[Dataset items]
————————

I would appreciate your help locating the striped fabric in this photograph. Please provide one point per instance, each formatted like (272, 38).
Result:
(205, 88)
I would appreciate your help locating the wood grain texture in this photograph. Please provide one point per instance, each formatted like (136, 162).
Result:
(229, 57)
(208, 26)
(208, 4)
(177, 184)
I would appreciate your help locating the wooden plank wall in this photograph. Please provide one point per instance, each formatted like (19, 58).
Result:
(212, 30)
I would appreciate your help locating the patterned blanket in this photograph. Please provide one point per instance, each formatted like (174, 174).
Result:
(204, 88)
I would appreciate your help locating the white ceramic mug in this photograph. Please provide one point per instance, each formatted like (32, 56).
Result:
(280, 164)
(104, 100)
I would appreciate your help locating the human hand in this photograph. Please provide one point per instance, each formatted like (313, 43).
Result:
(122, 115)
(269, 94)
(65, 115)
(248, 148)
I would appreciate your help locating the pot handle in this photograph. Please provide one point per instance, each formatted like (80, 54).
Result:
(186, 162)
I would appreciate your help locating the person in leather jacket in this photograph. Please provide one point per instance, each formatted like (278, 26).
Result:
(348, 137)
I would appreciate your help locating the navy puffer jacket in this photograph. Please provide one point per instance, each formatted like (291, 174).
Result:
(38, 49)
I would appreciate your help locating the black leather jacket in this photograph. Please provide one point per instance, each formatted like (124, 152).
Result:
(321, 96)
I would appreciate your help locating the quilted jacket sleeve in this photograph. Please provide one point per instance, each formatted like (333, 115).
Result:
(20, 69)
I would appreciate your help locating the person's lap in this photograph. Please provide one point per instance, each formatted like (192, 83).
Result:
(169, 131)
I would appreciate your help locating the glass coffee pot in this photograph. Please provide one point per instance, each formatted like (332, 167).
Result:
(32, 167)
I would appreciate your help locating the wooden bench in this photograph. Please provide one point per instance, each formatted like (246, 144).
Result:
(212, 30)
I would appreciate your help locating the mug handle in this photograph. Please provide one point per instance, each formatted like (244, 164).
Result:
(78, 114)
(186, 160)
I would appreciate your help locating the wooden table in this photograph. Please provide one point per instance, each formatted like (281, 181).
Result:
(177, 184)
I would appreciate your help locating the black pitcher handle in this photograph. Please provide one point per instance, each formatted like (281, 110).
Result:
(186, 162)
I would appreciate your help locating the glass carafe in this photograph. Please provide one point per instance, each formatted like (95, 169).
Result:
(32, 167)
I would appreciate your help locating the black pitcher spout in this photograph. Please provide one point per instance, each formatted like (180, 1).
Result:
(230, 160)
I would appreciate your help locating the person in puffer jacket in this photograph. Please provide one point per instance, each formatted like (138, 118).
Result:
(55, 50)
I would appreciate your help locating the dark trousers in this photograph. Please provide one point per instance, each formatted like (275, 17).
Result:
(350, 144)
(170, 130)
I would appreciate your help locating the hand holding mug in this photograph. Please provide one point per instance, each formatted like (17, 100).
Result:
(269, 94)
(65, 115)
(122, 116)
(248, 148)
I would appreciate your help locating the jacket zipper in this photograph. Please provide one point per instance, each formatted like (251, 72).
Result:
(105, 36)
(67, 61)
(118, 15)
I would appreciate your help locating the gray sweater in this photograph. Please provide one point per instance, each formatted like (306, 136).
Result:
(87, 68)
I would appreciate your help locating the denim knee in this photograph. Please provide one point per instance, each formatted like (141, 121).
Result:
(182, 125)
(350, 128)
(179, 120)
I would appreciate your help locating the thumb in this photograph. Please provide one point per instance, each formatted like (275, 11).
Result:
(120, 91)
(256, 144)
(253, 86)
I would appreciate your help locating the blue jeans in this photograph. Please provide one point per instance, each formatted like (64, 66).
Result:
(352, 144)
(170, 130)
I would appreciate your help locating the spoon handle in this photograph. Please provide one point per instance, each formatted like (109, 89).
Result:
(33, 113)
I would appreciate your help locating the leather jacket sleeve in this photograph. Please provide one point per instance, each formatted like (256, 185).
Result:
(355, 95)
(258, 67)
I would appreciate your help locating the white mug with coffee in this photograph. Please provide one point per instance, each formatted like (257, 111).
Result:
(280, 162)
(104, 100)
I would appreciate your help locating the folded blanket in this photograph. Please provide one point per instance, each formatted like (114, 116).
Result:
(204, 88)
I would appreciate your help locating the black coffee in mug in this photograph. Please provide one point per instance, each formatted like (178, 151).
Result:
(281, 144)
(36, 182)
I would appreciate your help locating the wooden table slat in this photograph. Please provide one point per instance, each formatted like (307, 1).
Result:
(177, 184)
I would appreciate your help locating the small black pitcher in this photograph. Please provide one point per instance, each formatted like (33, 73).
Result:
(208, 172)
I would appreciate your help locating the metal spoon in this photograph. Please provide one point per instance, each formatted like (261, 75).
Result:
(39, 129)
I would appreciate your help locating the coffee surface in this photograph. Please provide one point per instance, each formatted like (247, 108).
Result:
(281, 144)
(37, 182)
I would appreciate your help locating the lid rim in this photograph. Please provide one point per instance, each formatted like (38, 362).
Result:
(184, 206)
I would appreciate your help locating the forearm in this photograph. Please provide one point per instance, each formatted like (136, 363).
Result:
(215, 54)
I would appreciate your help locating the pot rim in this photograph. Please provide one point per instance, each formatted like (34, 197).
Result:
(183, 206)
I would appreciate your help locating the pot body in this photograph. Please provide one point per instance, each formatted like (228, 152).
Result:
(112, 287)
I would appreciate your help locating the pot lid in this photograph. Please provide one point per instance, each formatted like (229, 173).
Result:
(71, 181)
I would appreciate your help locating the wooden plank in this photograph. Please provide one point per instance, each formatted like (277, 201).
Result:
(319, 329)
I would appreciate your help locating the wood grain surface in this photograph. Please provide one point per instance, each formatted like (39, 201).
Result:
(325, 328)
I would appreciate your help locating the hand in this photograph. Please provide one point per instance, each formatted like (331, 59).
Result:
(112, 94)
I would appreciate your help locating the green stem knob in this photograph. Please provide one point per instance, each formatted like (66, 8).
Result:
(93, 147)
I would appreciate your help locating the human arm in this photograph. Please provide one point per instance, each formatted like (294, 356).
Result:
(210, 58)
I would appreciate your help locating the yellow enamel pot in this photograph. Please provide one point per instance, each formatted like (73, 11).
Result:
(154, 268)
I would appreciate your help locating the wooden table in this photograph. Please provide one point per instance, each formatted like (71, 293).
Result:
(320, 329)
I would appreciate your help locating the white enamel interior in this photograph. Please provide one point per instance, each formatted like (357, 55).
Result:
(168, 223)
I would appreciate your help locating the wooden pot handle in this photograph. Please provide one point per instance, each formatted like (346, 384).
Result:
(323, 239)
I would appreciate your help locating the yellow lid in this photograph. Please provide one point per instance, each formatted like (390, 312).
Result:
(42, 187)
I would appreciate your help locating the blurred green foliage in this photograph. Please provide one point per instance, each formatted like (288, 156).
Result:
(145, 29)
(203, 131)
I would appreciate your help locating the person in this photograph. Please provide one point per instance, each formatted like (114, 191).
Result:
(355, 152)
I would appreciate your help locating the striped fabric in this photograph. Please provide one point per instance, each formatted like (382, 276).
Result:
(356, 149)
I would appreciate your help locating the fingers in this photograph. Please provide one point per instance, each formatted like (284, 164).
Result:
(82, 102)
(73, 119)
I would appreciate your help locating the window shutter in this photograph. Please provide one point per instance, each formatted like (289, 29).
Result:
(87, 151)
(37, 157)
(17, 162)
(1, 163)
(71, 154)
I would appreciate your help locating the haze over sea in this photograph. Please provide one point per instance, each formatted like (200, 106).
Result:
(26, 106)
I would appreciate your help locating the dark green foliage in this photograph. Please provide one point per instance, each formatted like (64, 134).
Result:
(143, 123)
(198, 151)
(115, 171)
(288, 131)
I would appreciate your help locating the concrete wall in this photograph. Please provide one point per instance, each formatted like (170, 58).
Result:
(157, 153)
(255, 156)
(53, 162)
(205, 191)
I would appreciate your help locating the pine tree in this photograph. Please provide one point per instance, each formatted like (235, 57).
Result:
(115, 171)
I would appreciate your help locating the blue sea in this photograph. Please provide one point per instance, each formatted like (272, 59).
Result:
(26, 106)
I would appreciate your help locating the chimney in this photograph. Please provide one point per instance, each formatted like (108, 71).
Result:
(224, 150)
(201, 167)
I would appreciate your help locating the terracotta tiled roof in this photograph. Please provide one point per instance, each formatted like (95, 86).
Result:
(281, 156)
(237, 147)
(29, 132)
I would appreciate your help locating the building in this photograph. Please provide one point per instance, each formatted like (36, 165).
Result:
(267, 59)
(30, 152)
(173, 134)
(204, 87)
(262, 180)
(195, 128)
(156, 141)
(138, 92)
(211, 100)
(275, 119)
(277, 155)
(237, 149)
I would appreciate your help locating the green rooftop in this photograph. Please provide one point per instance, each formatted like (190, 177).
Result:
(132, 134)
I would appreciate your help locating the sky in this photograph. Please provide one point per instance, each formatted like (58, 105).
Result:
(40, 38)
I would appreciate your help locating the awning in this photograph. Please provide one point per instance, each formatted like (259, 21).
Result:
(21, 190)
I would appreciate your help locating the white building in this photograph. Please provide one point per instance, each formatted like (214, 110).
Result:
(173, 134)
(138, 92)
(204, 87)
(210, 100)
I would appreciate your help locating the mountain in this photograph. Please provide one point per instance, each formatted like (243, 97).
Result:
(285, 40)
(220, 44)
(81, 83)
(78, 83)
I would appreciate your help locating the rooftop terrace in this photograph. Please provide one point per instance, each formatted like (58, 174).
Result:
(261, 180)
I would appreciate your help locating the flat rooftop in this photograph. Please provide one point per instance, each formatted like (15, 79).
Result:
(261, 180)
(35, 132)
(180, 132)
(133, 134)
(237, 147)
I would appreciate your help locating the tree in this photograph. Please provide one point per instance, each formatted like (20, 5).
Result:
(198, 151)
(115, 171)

————————

* _What you have to do_: Retype exactly, and only, the lines above from the one where "I would appreciate your help locating the building" occurs up to and including the one where "I would appreciate your help locating the sky" occurs.

* _Expected output_:
I would appreciate your help locating the building in this photograph. Please provide one point per instance, each formatted like (36, 165).
Result:
(267, 59)
(30, 152)
(173, 134)
(204, 87)
(262, 180)
(195, 128)
(156, 141)
(138, 92)
(211, 100)
(275, 119)
(277, 155)
(237, 149)
I would appreciate your help locating the green rooftop in this photograph. Please provide one point per instance, each formatted like (190, 177).
Result:
(132, 134)
I would appreciate your help locating the sky in this photograph. Please provide one point per instance, each formatted like (58, 105).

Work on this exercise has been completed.